§ **Exercise**
Report each line in the listing below that contains the string "given" and copy every such line in full.

(Saved data entries)
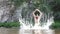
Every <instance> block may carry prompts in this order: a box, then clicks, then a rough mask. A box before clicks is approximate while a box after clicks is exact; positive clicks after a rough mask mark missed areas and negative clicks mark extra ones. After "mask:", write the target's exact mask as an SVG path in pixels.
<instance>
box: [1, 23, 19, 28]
mask: <svg viewBox="0 0 60 34" xmlns="http://www.w3.org/2000/svg"><path fill="white" fill-rule="evenodd" d="M19 26H20V23H19V22H4V23H0V27H6V28H11V27H19Z"/></svg>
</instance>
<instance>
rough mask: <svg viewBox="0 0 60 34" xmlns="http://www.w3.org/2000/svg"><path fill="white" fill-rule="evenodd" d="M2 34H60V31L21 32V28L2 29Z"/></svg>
mask: <svg viewBox="0 0 60 34" xmlns="http://www.w3.org/2000/svg"><path fill="white" fill-rule="evenodd" d="M54 32H55V33H54ZM0 34H60V30H55V31H54V30H37V29H36V30H28V29H27V30H20V29H19V28H0Z"/></svg>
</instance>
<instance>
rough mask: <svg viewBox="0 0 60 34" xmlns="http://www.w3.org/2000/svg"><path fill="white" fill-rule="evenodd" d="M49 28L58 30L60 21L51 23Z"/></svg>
mask: <svg viewBox="0 0 60 34" xmlns="http://www.w3.org/2000/svg"><path fill="white" fill-rule="evenodd" d="M51 28H53V29H58V28H60V21H59V20H55V23H53V24H52V25H51Z"/></svg>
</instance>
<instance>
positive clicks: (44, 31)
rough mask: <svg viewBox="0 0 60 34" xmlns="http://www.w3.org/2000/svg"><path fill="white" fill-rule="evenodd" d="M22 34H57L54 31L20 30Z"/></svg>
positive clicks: (52, 30) (25, 29)
mask: <svg viewBox="0 0 60 34" xmlns="http://www.w3.org/2000/svg"><path fill="white" fill-rule="evenodd" d="M20 34H55V32H54V30H39V29H35V30H28V29H24V30H23V29H22V30H20Z"/></svg>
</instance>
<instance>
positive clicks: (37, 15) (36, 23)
mask: <svg viewBox="0 0 60 34" xmlns="http://www.w3.org/2000/svg"><path fill="white" fill-rule="evenodd" d="M41 16H42V12H41V11H40V10H38V9H36V10H35V11H34V12H33V17H34V21H35V24H39V21H40V19H41Z"/></svg>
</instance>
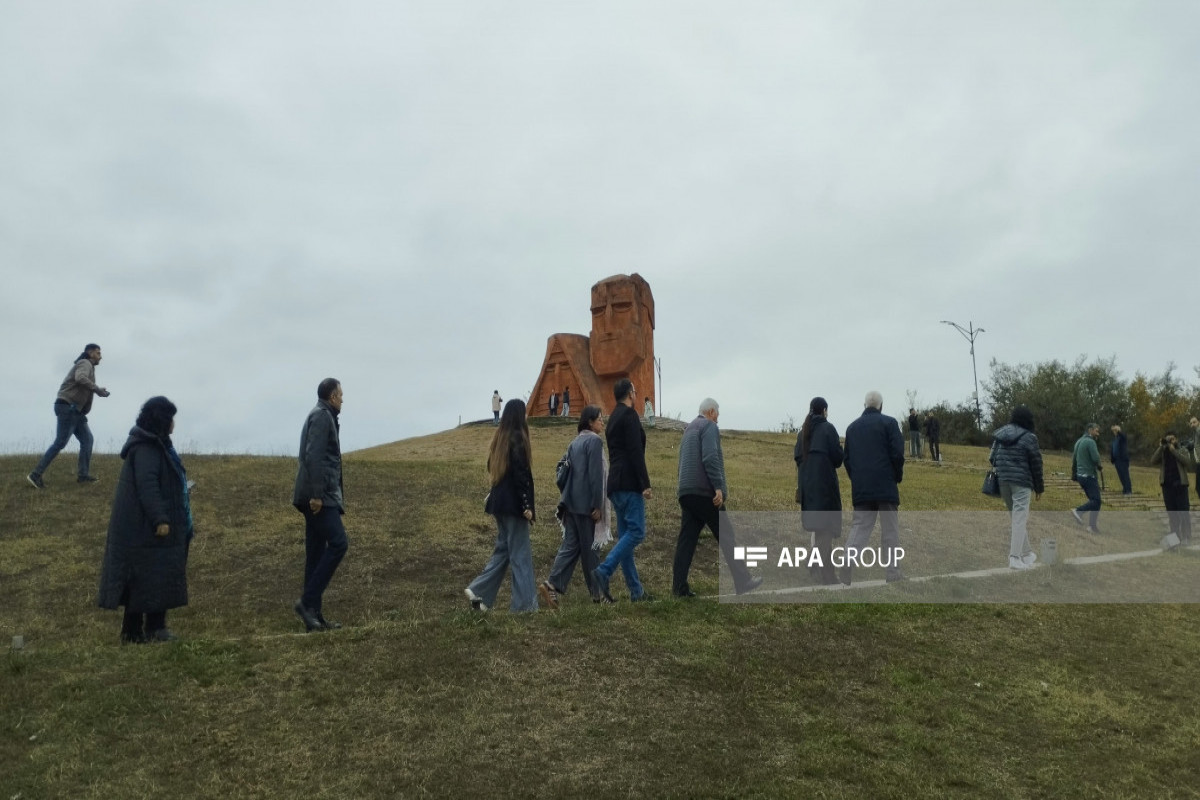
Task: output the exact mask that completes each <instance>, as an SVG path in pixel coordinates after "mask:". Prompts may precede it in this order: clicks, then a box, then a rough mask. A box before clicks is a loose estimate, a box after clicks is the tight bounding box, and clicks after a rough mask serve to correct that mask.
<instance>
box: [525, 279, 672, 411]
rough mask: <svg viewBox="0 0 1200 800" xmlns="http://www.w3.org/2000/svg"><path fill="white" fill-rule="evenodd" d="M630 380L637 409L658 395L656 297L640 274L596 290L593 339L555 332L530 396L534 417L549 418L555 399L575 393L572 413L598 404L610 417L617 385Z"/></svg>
mask: <svg viewBox="0 0 1200 800" xmlns="http://www.w3.org/2000/svg"><path fill="white" fill-rule="evenodd" d="M622 378H629V379H630V380H632V381H634V386H636V387H637V402H636V404H635V407H634V408H636V409H637V410H638V411H641V409H642V403H643V401H644V398H647V397H650V398H653V397H654V295H653V294H652V293H650V284H649V283H647V282H646V278H643V277H642V276H641V275H638V273H637V272H635V273H632V275H614V276H612V277H608V278H605V279H604V281H600V282H599V283H596V284H595V285H593V287H592V335H590V336H582V335H580V333H554V335H553V336H551V337H550V338H548V339H546V359H545V361H542V365H541V372H540V373H539V375H538V381H536V383H535V384H534V386H533V392H532V393H530V395H529V416H550V396H551V395H552V393H554V392H558V395H559V396H562V393H563V390H564V389H570V391H571V415H572V416H578V414H580V411H581V410H583V407H584V405H599V407H600V408H602V409H604V411H605V415H608V414H611V413H612V409H613V408H616V405H617V401H616V399H613V396H612V387H613V384H616V383H617V381H618V380H620V379H622Z"/></svg>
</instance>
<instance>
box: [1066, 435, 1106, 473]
mask: <svg viewBox="0 0 1200 800" xmlns="http://www.w3.org/2000/svg"><path fill="white" fill-rule="evenodd" d="M1072 464H1073V465H1074V468H1075V475H1078V476H1079V477H1097V476H1098V475H1099V470H1100V451H1099V449H1098V447H1097V446H1096V439H1093V438H1092V437H1090V435H1087V434H1086V433H1085V434H1084V435H1081V437H1080V438H1079V439H1078V440H1076V441H1075V447H1074V450H1073V453H1072ZM1073 477H1074V476H1073Z"/></svg>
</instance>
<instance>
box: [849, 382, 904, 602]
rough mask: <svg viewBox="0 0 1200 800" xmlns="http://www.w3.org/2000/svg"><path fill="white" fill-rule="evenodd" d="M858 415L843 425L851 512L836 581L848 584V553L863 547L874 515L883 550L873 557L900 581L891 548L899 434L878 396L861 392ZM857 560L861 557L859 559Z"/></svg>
mask: <svg viewBox="0 0 1200 800" xmlns="http://www.w3.org/2000/svg"><path fill="white" fill-rule="evenodd" d="M863 405H864V409H863V415H862V416H859V417H858V419H857V420H854V421H853V422H851V423H850V427H847V428H846V461H845V465H846V475H848V476H850V487H851V494H852V499H853V503H854V518H853V522H852V523H851V528H850V536H848V537H847V540H846V559H847V564H846V566H845V567H842V571H841V582H842V583H845V584H846V585H850V579H851V566H852V563H851V559H852V557H856V555H857V554H859V553H862V551H863V548H864V547H866V542H868V541H869V540H870V537H871V531H872V530H875V519H876V517H878V519H880V528H881V537H880V539H881V542H882V545H883V553H881V554H880V555H881V557H880V558H878V559H875V561H876V563H880V564H882V565H883V566H884V567H886V569H887V579H888V582H892V581H902V579H904V576H902V575H901V573H900V566H899V565H898V564H896V559H895V555H896V554H895V548H896V547H899V546H900V518H899V515H898V511H896V509H898V507H899V505H900V487H899V486H898V485H899V483H900V481H902V480H904V437H901V435H900V425H899V423H898V422H896V421H895V419H894V417H890V416H888V415H887V414H883V396H882V395H880V393H878V392H875V391H871V392H866V399H865V401H864V403H863ZM858 564H862V560H860V559H859V560H858Z"/></svg>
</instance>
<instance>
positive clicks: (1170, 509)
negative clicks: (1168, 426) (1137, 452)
mask: <svg viewBox="0 0 1200 800" xmlns="http://www.w3.org/2000/svg"><path fill="white" fill-rule="evenodd" d="M1150 463H1151V464H1157V465H1158V483H1159V486H1162V487H1163V504H1164V505H1165V506H1166V515H1168V517H1169V519H1170V525H1171V533H1172V534H1176V535H1177V536H1178V537H1180V542H1182V543H1183V545H1190V543H1192V507H1190V503H1189V501H1188V473H1189V471H1190V470H1192V469H1193V468H1194V467H1195V462H1194V461H1193V459H1192V456H1190V453H1188V451H1187V449H1186V447H1183V446H1181V445H1180V440H1178V437H1176V435H1175V432H1174V431H1168V432H1166V435H1164V437H1163V438H1162V440H1160V441H1159V443H1158V449H1157V450H1154V455H1152V456H1151V457H1150Z"/></svg>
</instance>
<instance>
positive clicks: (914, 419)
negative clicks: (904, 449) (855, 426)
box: [847, 408, 920, 458]
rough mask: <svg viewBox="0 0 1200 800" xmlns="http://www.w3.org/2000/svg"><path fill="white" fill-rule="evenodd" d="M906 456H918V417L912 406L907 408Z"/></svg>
mask: <svg viewBox="0 0 1200 800" xmlns="http://www.w3.org/2000/svg"><path fill="white" fill-rule="evenodd" d="M847 433H848V431H847ZM908 456H910V457H912V458H920V417H919V416H917V409H914V408H911V409H908Z"/></svg>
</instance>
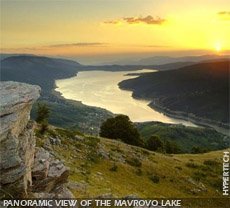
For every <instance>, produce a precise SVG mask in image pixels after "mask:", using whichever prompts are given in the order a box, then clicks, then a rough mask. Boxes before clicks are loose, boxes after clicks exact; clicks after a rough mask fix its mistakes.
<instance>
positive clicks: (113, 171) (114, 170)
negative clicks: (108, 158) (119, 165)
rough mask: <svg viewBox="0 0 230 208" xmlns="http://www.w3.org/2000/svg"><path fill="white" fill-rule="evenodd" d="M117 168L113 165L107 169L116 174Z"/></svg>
mask: <svg viewBox="0 0 230 208" xmlns="http://www.w3.org/2000/svg"><path fill="white" fill-rule="evenodd" d="M117 169H118V166H117V165H116V164H115V163H114V164H113V166H112V167H111V168H110V169H109V170H110V171H112V172H117Z"/></svg>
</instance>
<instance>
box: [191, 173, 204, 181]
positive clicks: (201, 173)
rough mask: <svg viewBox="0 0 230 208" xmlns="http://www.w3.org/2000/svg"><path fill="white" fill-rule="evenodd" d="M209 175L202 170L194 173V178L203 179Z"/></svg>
mask: <svg viewBox="0 0 230 208" xmlns="http://www.w3.org/2000/svg"><path fill="white" fill-rule="evenodd" d="M206 176H207V175H206V174H205V173H204V172H202V171H196V172H194V173H193V176H192V178H193V179H194V180H196V181H200V180H201V179H203V178H205V177H206Z"/></svg>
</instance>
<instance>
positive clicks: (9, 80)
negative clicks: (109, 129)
mask: <svg viewBox="0 0 230 208" xmlns="http://www.w3.org/2000/svg"><path fill="white" fill-rule="evenodd" d="M81 67H82V66H81V65H80V64H79V63H77V62H74V61H69V60H65V59H56V58H48V57H41V56H28V55H21V56H12V57H8V58H5V59H3V60H2V61H1V81H17V82H25V83H29V84H35V85H39V86H40V87H41V88H42V91H41V98H40V99H39V101H38V102H43V103H46V104H47V105H48V107H49V108H50V110H51V116H50V120H49V122H50V123H51V124H53V125H56V126H59V127H66V128H74V129H80V130H82V131H84V132H88V133H92V134H95V132H98V129H99V127H100V122H101V121H102V120H105V119H106V118H108V117H110V116H112V113H111V112H109V111H107V110H104V109H101V108H96V107H90V106H86V105H83V104H82V103H81V102H77V101H72V100H67V99H64V98H63V97H61V96H60V94H59V93H57V92H55V91H54V89H55V80H56V79H64V78H69V77H72V76H75V75H76V74H77V72H78V71H79V69H80V68H81ZM35 117H36V105H35V106H34V107H33V110H32V118H33V119H34V118H35Z"/></svg>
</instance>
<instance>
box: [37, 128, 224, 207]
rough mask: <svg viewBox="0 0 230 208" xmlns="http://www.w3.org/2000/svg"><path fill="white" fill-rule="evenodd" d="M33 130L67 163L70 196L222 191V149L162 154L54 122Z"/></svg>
mask: <svg viewBox="0 0 230 208" xmlns="http://www.w3.org/2000/svg"><path fill="white" fill-rule="evenodd" d="M37 136H38V138H37V145H38V146H42V147H44V148H45V149H49V151H51V152H52V154H53V155H55V156H56V157H58V158H59V159H60V160H62V161H64V162H65V165H67V166H68V167H70V176H69V180H70V181H69V183H68V187H69V188H70V190H71V191H72V193H73V194H74V195H75V196H76V197H95V196H106V197H124V196H128V195H129V196H131V195H132V196H136V197H146V198H148V197H150V198H153V197H155V198H160V197H162V198H164V197H173V198H186V197H187V198H194V197H208V198H212V197H222V193H221V187H222V178H221V173H222V154H223V153H222V152H223V151H216V152H210V153H205V154H193V155H192V154H181V155H165V154H160V153H156V152H151V151H148V150H146V149H143V148H139V147H135V146H130V145H127V144H124V143H122V142H120V141H115V140H110V139H105V138H99V137H90V136H86V135H83V134H76V132H73V131H67V130H65V129H57V128H54V127H50V129H49V131H48V132H47V133H46V134H45V136H41V135H39V133H37ZM223 201H224V200H223ZM203 207H204V206H203Z"/></svg>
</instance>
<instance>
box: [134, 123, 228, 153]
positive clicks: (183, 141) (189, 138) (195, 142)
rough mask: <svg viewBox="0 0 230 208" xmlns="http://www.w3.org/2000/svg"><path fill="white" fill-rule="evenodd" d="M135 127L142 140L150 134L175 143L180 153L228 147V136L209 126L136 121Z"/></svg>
mask: <svg viewBox="0 0 230 208" xmlns="http://www.w3.org/2000/svg"><path fill="white" fill-rule="evenodd" d="M136 125H137V129H138V131H139V133H140V135H141V137H142V139H143V140H144V141H146V140H148V139H149V138H150V137H151V136H152V135H154V136H157V137H158V138H159V139H160V140H161V141H163V142H171V143H172V144H175V145H176V146H177V147H178V149H179V150H180V152H181V153H193V152H195V151H197V152H198V151H199V152H207V151H213V150H220V149H225V148H227V147H229V143H230V137H227V136H225V135H223V134H221V133H218V132H217V131H215V130H214V129H211V128H203V127H190V126H183V125H178V124H177V125H176V124H166V123H161V122H154V121H151V122H143V123H137V124H136Z"/></svg>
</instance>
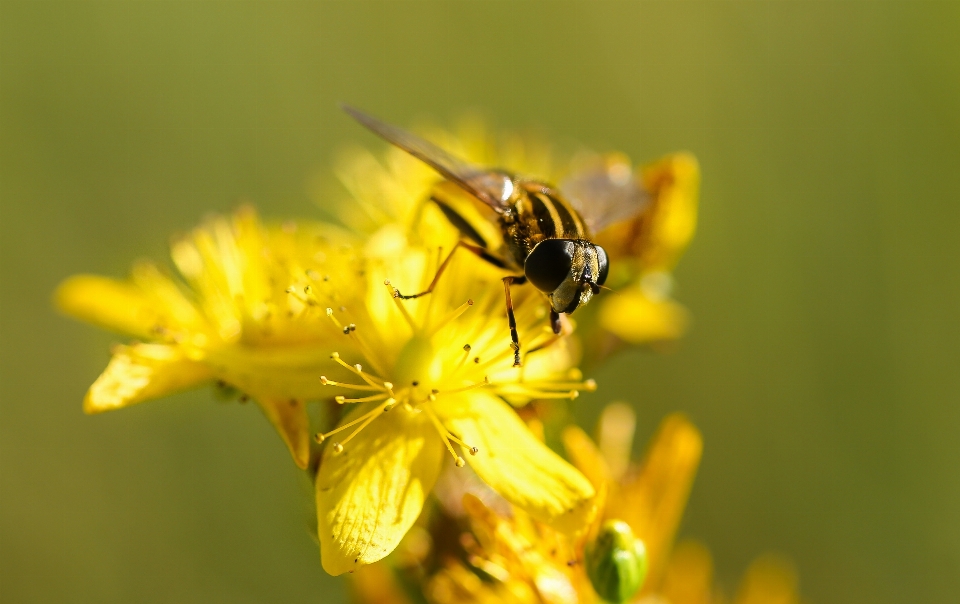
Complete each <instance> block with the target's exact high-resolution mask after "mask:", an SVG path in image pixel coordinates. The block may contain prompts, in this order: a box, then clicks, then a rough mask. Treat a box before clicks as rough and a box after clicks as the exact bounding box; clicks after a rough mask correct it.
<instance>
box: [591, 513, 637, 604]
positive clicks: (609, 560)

§ **Answer for this exercise**
For every <instance>, produce a precise SVG mask in image pixels after "mask:", using whichever prompts are given in the order a box, then clicks, then a rough mask. Boxes before clicks are loose, boxes after clicks exact; clicks after a rough mask fix its mistakes.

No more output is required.